PASSAGE FOR REVIEW >>
# # # # # # #

= Disillusioned (book) =

2024 book by Benjamin Herold

Disillusioned: Five Families and the Unraveling of America's Suburbs is a 2024 book by Benjamin Herold, published by Penguin Press.

It describes declines of suburbs in the United States. The book covers Compton, California (Los Angeles metropolitan area), Evanston, Illinois (Chicago metropolitan area), Penn Hills, Pennsylvania (Pittsburgh metropolitan area), and the Atlanta and Dallas areas. The book specifically highlights five families and their problems.

==Background==
Herold, a White American, originated from Penn Hills, and was inspired to write this book after seeing a decline in the community in 2020.

==Contents==
The families chronicled include those of Bethany Smith, an African-American woman from Penn Hill.

The effects of racism in the United States on how suburbs evolve are discussed.

According to Brooke Masters of Financial Times, the author "does find some room for hope in Compton".

He criticizes some decisions of the Penn Hills School District, including building a new facility for Penn Hills Senior High School even though the number of students in the district was decreasing.

# # # # # # #

ACTIVITY >> Copy the article on the book Disillusioned above in full, word for word.

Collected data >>
# # # # # # #

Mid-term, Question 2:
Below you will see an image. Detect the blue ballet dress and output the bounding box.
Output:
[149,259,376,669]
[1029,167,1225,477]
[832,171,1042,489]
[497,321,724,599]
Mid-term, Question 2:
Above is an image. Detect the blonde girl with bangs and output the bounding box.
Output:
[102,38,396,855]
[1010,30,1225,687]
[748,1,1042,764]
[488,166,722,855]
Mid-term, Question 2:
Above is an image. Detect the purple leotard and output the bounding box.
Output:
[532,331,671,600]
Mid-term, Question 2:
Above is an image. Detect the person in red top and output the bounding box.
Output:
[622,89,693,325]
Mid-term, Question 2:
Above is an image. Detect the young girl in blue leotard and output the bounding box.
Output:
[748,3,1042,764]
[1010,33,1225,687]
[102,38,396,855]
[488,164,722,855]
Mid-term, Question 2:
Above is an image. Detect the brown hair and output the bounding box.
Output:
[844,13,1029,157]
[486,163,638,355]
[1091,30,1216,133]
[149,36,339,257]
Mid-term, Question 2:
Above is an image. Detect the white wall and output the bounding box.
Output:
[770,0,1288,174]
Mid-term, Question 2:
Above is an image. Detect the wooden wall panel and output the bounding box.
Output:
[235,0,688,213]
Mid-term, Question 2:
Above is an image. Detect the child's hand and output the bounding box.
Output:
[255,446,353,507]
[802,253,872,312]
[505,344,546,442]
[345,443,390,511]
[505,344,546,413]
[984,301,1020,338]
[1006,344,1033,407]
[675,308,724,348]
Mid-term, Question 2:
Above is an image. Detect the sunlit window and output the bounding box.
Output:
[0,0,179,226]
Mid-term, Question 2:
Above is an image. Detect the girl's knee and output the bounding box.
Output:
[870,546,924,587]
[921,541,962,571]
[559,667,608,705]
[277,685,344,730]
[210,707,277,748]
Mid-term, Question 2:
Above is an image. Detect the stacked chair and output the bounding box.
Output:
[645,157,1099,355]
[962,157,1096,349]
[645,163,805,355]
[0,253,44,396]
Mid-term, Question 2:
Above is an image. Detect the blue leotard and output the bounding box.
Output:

# # # # # # #

WRITTEN ANSWER >>
= Disillusioned (book) =

2024 book by Benjamin Herold

Disillusioned: Five Families and the Unraveling of America's Suburbs is a 2024 book by Benjamin Herold, published by Penguin Press.

It describes declines of suburbs in the United States. The book covers Compton, California (Los Angeles metropolitan area), Evanston, Illinois (Chicago metropolitan area), Penn Hills, Pennsylvania (Pittsburgh metropolitan area), and the Atlanta and Dallas areas. The book specifically highlights five families and their problems.

==Background==
Herold, a White American, originated from Penn Hills, and was inspired to write this book after seeing a decline in the community in 2020.

==Contents==
The families chronicled include those of Bethany Smith, an African-American woman from Penn Hill.

The effects of racism in the United States on how suburbs evolve are discussed.

According to Brooke Masters of Financial Times, the author "does find some room for hope in Compton".

He criticizes some decisions of the Penn Hills School District, including building a new facility for Penn Hills Senior High School even though the number of students in the district was decreasing.